## start Records for this task

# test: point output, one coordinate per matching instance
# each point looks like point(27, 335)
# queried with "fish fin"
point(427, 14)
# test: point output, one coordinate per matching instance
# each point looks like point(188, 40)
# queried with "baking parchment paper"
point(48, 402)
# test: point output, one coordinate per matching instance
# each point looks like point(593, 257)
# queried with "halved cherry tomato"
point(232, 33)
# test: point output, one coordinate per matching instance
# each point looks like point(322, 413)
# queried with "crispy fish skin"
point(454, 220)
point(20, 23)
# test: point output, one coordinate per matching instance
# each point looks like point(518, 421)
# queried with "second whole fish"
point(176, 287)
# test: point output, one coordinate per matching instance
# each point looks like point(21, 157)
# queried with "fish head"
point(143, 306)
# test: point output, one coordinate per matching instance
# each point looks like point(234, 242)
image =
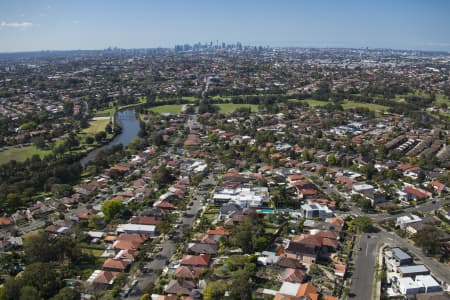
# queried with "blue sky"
point(97, 24)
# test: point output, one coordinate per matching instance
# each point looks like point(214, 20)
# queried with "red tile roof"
point(218, 231)
point(195, 260)
point(116, 264)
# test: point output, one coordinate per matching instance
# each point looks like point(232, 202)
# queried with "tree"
point(163, 177)
point(215, 290)
point(42, 276)
point(67, 293)
point(89, 140)
point(95, 222)
point(100, 136)
point(29, 293)
point(11, 289)
point(428, 238)
point(112, 208)
point(40, 248)
point(361, 224)
point(39, 142)
point(364, 203)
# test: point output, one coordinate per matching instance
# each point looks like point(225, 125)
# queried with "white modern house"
point(254, 196)
point(137, 228)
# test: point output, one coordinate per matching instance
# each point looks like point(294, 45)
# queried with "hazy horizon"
point(27, 25)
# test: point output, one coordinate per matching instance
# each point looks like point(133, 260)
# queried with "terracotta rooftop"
point(195, 260)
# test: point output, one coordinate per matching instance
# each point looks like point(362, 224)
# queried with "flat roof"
point(400, 254)
point(136, 227)
point(413, 269)
point(427, 280)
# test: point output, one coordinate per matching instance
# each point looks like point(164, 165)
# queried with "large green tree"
point(361, 224)
point(112, 209)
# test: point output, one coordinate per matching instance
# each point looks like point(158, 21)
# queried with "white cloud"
point(15, 24)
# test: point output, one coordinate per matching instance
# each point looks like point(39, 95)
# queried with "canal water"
point(130, 129)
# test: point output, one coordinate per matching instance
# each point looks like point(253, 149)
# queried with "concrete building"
point(406, 220)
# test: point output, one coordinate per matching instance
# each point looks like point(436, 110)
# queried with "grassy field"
point(21, 154)
point(97, 124)
point(229, 107)
point(173, 109)
point(189, 98)
point(105, 112)
point(374, 107)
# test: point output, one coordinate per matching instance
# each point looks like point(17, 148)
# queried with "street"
point(364, 268)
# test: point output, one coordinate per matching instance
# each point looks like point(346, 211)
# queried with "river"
point(130, 129)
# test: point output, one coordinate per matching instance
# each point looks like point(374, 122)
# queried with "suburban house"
point(406, 220)
point(201, 260)
point(149, 230)
point(310, 211)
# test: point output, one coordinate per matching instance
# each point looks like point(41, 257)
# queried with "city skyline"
point(63, 25)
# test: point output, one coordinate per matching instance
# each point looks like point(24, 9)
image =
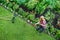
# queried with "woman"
point(42, 24)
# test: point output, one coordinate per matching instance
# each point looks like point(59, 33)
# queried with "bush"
point(10, 5)
point(15, 7)
point(31, 4)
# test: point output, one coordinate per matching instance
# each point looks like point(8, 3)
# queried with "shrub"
point(15, 7)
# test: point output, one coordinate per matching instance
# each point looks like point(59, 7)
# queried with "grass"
point(20, 30)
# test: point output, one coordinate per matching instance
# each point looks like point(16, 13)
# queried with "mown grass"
point(20, 30)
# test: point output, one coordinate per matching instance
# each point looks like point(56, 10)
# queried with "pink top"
point(43, 24)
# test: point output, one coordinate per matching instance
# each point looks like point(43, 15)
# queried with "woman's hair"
point(42, 19)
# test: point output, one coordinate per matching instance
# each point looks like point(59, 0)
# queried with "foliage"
point(15, 7)
point(31, 4)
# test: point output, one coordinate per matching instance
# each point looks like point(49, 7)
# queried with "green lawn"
point(20, 30)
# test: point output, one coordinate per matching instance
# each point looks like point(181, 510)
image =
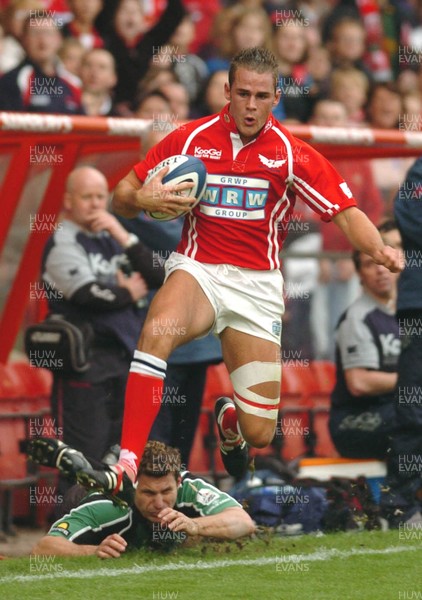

## end Records for this task

Exercise prompt.
Starting at the beginning of the items and ending at the line that contains "point(427, 14)", write every line out again, leaving all other text unchanged. Scale only the coordinates in the answers by multiplying them by 2 and rounding to whole numbers, with halves rounded up.

Correct response.
# test: point output, one coordinate per matching instance
# each point looks like point(27, 335)
# queried with "fish fin"
point(854, 28)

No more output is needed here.